The answer must repeat every record exactly, with all pictures omitted.

::::::::::

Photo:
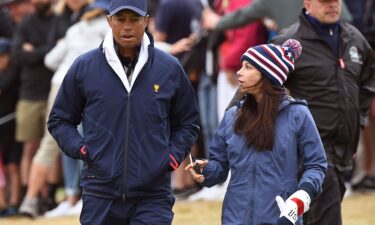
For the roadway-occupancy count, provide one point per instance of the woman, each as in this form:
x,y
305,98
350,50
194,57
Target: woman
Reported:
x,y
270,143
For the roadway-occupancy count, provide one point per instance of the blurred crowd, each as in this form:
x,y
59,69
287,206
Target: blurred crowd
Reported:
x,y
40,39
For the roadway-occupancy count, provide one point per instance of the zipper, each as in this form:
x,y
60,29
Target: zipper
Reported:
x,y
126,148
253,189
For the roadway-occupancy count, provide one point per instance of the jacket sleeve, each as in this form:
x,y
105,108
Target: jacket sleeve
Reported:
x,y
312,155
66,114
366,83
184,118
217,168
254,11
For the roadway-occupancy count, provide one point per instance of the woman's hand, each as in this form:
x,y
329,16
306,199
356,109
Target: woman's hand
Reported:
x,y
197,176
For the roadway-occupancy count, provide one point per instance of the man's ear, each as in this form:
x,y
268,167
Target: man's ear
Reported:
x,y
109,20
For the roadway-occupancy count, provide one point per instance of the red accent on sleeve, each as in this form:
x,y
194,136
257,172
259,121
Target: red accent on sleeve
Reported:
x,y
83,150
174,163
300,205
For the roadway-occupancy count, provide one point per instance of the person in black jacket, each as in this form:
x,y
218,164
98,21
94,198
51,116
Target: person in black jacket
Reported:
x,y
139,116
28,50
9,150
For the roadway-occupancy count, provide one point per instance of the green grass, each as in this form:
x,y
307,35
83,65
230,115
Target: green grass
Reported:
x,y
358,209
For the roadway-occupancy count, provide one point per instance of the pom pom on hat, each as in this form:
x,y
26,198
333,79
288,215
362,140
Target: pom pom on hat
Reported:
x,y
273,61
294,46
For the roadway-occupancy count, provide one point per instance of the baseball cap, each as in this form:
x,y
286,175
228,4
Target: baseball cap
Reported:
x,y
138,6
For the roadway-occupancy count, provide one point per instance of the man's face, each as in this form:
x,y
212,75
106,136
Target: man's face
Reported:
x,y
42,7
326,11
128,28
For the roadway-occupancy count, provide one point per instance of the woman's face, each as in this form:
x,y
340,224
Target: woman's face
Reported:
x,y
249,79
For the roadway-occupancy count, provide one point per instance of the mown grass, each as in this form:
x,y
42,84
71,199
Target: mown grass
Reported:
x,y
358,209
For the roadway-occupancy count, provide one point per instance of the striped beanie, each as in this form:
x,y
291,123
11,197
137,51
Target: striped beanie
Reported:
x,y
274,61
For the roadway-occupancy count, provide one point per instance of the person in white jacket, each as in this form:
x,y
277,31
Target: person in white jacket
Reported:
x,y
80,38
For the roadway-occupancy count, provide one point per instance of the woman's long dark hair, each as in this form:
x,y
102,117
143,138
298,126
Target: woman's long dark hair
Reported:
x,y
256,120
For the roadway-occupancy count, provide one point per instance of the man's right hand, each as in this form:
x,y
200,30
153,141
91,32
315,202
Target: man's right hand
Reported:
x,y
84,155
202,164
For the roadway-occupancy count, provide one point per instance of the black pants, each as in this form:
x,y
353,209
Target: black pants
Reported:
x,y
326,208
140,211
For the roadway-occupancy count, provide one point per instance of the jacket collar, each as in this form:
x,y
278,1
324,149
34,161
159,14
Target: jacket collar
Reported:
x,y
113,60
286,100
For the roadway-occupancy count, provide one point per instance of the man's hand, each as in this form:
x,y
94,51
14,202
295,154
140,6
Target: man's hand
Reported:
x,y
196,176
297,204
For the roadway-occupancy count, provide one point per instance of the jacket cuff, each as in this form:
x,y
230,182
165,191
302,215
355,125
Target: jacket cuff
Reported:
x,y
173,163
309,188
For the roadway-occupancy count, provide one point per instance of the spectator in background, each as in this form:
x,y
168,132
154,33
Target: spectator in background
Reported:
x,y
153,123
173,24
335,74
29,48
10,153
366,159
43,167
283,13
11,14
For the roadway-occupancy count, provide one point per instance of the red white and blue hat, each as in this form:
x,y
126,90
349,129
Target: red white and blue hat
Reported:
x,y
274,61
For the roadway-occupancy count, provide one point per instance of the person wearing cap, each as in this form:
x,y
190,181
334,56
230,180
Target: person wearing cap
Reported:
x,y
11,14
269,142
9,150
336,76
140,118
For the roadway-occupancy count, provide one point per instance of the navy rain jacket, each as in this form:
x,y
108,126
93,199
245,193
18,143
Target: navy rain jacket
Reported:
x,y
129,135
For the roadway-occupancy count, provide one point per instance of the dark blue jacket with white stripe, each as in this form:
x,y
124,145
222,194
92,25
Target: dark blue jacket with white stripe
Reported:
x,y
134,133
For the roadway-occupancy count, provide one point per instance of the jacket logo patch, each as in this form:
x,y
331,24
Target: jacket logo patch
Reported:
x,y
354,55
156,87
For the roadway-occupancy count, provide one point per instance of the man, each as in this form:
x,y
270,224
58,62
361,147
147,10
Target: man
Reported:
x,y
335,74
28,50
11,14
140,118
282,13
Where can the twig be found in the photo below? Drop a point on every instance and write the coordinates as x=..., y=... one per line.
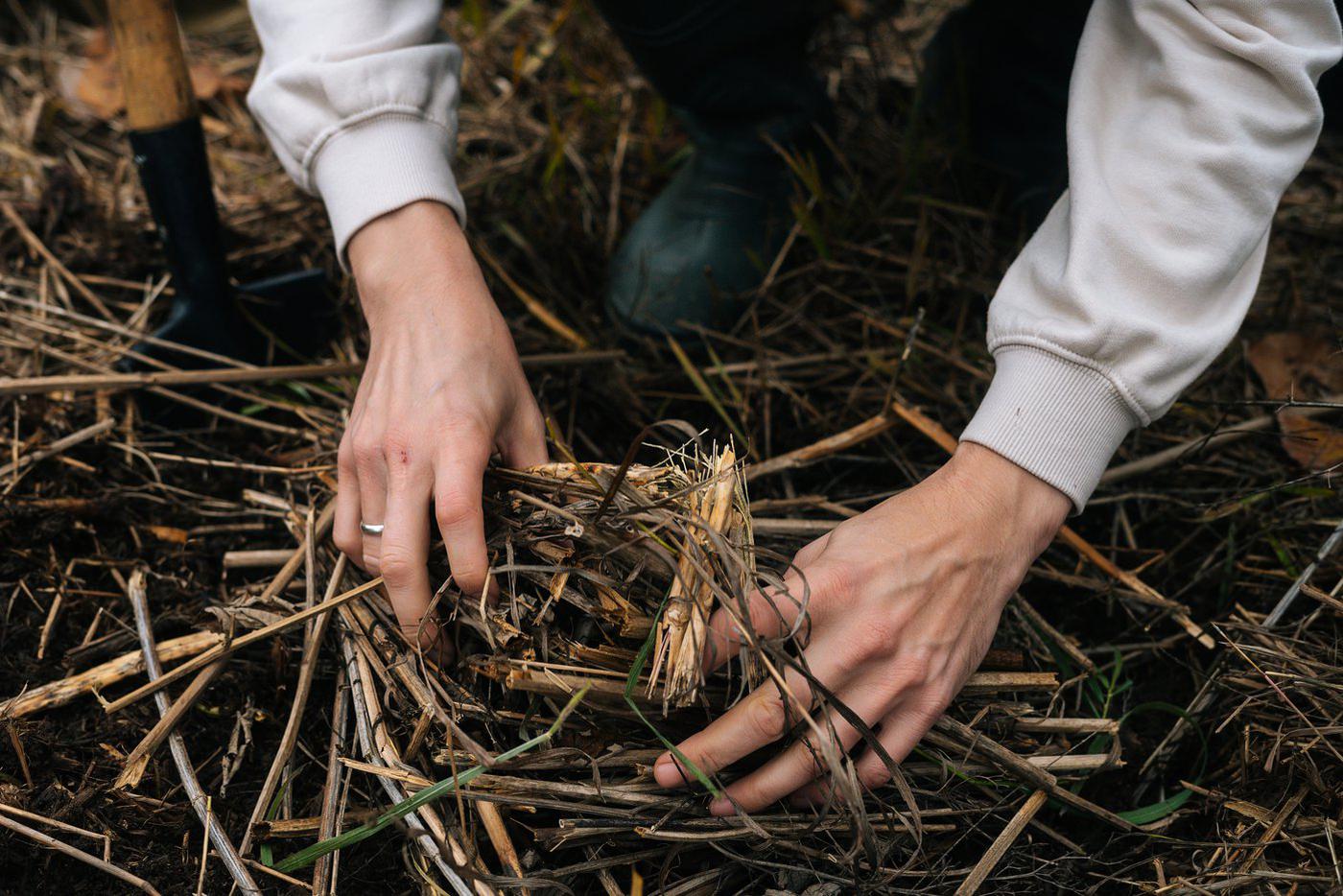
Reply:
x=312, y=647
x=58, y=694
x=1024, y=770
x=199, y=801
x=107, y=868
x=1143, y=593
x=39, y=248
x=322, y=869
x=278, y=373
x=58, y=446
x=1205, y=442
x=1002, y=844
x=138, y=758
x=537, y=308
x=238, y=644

::::::::::

Result of the task -
Photo:
For the roadway-occupancy count, provide one point per instance of the woman, each as in this form:
x,y
305,98
350,50
194,57
Target: woman
Reported:
x,y
270,143
For the roadway-occupancy count, provide one point per instance of the blurred crowd, each as in this form:
x,y
59,69
287,206
Target: blurred crowd
Reported:
x,y
40,39
For the roadway-occupancy count, provide one point per instance of the zipper, each as in this form:
x,y
60,29
Target: zipper
Reported:
x,y
126,148
253,189
For the roadway-occupancy count, provide one point per instance of the jacket sleeve, each as in this form:
x,y
105,108
Target: jacket sleeve
Reported:
x,y
312,155
66,114
366,83
184,118
217,168
254,11
For the roadway-occupancy count, provide one point per instance of the woman's hand, each as in this form:
x,y
329,16
306,199
356,109
Target: woman's hand
Reported:
x,y
197,176
For the roadway-occupancy count, provide one point per instance of the man's ear, each as in this form:
x,y
268,167
Target: man's ear
Reported:
x,y
109,20
For the roadway-occupancy count, provide one point per instance of the red accent on sleeve, each as in this form:
x,y
194,136
257,172
259,121
Target: red accent on sleeve
Reported:
x,y
83,150
174,163
300,205
For the roadway-occupancy count, provide one point per instance of the person in black jacket, each as in this form:
x,y
218,164
98,21
94,198
51,116
Target: person in black jacket
Reported:
x,y
139,116
28,50
9,150
For the roadway-occupancy count, provide one point per instance of the green grass, each as in this form:
x,y
307,35
83,65
230,115
Target: green grass
Reported:
x,y
358,209
For the roadway-occupancy count, provide one point per instance of the pom pom on hat, each as in this form:
x,y
26,198
333,79
288,215
362,140
Target: pom pom on hat
Reported:
x,y
273,61
294,46
For the roadway-occupancy count, provide one point per instance of the baseball cap, each as in this form:
x,y
286,175
228,4
Target: baseball cap
Reported:
x,y
138,6
For the roadway-occupancy count, provide one point per instance of the man's face, each as in this form:
x,y
212,75
106,136
Target: man's face
Reported:
x,y
42,7
326,11
128,28
For the roadway-occupancy count, provide one point per instance of the woman's face, each as in this form:
x,y
340,224
Target: woman's face
Reported:
x,y
249,79
For the roadway-occupancy count, provide one point per instance of the mown grass, each as in this form:
x,y
42,84
71,199
Target: mown grass
Reported:
x,y
358,209
For the roadway-occupancy count, provide one point per instance of the striped beanie, each as in this form:
x,y
291,123
11,197
137,51
Target: striped beanie
Reported:
x,y
274,61
For the roadway-occupancy count, provide one point per instance of the person in white jacket, each as in this form:
x,y
277,31
Target: person in white jacket
Reported:
x,y
80,38
For the roadway-occupancy count, provide one point per instance of the woman's long dark hair, each as in this form:
x,y
102,117
143,138
298,126
Target: woman's long dark hair
Reported:
x,y
256,120
For the roadway-occupancy count, provide one point per instance of the man's right hand, each as in this form:
x,y
200,30
153,141
91,32
315,202
Target: man's right hand
Reported:
x,y
84,155
202,164
For the roadway-occupancy count, provide one point per instance of the black pants, each as in this form:
x,y
353,209
Target: black pants
Reported:
x,y
326,208
140,211
For the roadway-occupancy count, provide one point per instance of the jacket collar, each as in this form:
x,y
278,1
324,149
34,161
159,14
Target: jacket collar
Reported:
x,y
113,60
286,100
For the roadway-occupancy count, provide one point per instance of the man's hand, each as in this form:
x,y
94,51
14,202
295,154
140,6
Target: man's hand
Reported:
x,y
196,176
297,204
For the roadway-occupancy count, provide one point per instance of the jacket cuff, each as in this form:
x,y
230,182
165,191
302,215
355,125
Target: jacket cuff
Reported:
x,y
173,163
309,188
For the roadway-occupancy count, provide one point per instance of the spectator in background, each as in this form:
x,y
168,132
154,33
Target: spectator in background
Reported:
x,y
153,123
173,24
335,74
29,48
10,153
366,159
43,167
283,13
11,14
For the roadway-occupancy count, provide one point per instance of the red white and blue hat, each as in this form:
x,y
126,90
349,129
Target: red white and blue hat
Reported:
x,y
274,61
For the roadway-occupancy count, provide one point per instance of the person wearing cap, each as in this form:
x,y
190,181
334,56
230,180
Target: person wearing cap
Reported:
x,y
11,14
269,142
9,150
336,76
140,118
For the roadway-occupancy count, provide one point per instance of the navy rain jacket, each as in this form:
x,y
108,126
93,199
245,193
18,143
Target: navy rain jacket
Reported:
x,y
129,135
For the roadway-occupancy count, provide one point per instance of the dark blue jacket with white stripe, each as in this form:
x,y
124,145
222,194
92,25
Target: dark blue jacket with white stripe
Reported:
x,y
134,133
For the roadway-occupancy count, provide one point per instance of the jacket logo patch, each as in this form:
x,y
331,24
Target: jacket logo patch
Reported:
x,y
354,55
156,87
For the roadway-occupancy count, provide one point per instance of the man, each as in this form:
x,y
270,224
58,62
361,147
147,10
Target: man
Reported:
x,y
335,74
28,50
11,14
140,118
282,13
Where can the twig be found in the photo below? Drop a point on every instance and write the coordinates as x=..., y=... one per line.
Reply:
x=312, y=647
x=58, y=694
x=1024, y=770
x=199, y=801
x=107, y=868
x=1143, y=593
x=39, y=248
x=322, y=869
x=278, y=373
x=58, y=446
x=1205, y=442
x=1002, y=844
x=138, y=758
x=537, y=308
x=238, y=644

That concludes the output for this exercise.